- [Problem]
Starting at the line that contains "Task: point to each instance of the pine", copy each line through the end of the listing below. Include both ends and output nothing more.

[Excerpts from point annotation data]
** BEGIN **

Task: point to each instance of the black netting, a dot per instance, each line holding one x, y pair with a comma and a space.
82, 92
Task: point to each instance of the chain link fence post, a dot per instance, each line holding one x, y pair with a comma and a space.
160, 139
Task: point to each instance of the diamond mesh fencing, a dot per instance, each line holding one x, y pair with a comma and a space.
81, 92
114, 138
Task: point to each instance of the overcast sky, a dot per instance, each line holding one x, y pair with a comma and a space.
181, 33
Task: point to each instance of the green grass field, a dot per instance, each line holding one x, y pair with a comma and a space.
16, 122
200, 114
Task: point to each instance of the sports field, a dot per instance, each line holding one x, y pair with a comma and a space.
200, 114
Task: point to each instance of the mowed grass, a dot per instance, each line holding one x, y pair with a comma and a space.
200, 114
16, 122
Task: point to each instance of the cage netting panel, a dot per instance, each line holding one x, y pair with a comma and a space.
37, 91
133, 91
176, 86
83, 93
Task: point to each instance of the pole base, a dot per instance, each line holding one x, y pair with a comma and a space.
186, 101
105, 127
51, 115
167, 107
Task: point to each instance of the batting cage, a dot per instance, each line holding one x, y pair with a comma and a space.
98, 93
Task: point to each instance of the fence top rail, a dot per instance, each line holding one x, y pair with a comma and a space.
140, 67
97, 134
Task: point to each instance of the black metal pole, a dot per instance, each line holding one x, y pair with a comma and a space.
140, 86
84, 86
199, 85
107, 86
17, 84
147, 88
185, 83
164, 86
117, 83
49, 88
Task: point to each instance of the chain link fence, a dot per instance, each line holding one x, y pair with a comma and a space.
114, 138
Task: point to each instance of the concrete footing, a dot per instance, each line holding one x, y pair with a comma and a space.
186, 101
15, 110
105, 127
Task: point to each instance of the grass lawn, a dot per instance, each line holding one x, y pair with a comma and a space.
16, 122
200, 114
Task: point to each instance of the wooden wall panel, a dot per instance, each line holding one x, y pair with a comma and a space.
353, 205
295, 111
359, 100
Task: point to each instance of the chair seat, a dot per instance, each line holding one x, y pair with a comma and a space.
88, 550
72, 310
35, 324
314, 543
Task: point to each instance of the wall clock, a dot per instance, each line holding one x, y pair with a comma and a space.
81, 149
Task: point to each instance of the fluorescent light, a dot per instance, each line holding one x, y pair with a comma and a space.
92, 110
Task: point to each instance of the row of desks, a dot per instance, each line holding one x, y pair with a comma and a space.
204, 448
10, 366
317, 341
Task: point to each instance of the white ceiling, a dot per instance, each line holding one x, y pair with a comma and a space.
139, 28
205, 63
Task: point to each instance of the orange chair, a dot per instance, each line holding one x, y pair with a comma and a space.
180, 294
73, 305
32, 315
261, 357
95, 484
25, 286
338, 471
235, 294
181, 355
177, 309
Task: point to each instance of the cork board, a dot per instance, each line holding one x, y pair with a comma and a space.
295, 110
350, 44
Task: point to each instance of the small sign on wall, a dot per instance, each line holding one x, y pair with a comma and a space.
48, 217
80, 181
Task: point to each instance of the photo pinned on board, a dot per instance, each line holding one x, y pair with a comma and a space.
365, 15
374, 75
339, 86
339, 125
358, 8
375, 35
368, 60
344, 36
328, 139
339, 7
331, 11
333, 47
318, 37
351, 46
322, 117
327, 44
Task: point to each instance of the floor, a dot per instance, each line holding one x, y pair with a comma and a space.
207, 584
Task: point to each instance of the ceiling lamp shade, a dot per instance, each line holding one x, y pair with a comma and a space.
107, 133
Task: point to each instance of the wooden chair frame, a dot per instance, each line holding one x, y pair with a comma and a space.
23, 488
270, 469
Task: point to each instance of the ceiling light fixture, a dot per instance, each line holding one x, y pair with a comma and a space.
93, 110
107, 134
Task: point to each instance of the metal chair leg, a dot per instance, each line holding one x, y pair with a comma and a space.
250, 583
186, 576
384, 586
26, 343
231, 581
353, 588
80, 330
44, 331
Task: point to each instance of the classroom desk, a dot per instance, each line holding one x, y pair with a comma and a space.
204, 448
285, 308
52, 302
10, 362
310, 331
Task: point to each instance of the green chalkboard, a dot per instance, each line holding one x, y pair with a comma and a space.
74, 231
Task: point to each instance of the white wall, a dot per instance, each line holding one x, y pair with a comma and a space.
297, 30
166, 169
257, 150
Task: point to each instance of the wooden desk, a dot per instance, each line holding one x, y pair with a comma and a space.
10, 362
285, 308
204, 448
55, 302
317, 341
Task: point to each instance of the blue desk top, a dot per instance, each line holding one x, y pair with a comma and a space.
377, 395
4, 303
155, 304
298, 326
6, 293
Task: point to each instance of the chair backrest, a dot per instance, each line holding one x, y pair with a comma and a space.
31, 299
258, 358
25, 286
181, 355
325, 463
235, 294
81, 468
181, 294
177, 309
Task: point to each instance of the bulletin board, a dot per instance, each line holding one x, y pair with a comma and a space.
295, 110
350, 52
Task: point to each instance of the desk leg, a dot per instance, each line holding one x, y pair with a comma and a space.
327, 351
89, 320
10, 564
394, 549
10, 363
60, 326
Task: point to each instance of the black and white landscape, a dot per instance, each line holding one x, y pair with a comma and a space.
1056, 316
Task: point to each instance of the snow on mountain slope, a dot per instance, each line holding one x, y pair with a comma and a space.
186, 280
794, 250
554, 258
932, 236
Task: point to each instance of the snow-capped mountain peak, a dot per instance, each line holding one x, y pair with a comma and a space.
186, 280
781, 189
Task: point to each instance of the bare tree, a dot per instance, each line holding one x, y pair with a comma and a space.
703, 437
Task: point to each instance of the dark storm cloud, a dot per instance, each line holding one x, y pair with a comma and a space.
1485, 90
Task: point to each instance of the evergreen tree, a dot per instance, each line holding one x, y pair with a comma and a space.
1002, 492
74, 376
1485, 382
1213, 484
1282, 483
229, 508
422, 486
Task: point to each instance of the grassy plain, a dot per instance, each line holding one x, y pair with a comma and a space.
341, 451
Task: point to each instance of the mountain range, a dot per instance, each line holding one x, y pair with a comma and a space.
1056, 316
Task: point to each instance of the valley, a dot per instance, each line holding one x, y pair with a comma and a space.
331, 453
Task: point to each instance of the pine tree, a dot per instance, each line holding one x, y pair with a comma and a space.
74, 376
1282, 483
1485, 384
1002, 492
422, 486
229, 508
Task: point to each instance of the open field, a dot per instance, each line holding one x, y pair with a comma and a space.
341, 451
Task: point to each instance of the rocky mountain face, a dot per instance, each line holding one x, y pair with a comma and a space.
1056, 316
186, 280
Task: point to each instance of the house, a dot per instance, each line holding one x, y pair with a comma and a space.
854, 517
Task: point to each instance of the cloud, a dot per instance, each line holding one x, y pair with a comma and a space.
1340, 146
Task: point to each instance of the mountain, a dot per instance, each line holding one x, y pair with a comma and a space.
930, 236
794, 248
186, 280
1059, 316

** END **

- [Task answer]
Task: point to each instance of the pine tree, a dot per instance, each line holding one x, y pair with a comma and a space.
74, 376
1282, 483
1485, 384
1002, 492
422, 486
229, 508
Task: point to each instance of the open field, a dot per instance, each line holding one x, y pair with a comma and a space.
341, 451
Task: point to each instance of the rocky mountain face, a dot per instance, each line holding one x, y pair with a comma and a space.
1056, 316
186, 280
Task: point to each instance of the house, a dot per instance, each line holding one x, y pair with a comma and a space.
854, 517
Task: point to each instance of the cloud, a dot per instance, each line holding one x, y pair with a comma and a space.
1340, 146
Task: point to each instance of the mountain, a dot per instance, each line holding one x, y pair with a comma and a space.
930, 236
794, 248
186, 280
1059, 316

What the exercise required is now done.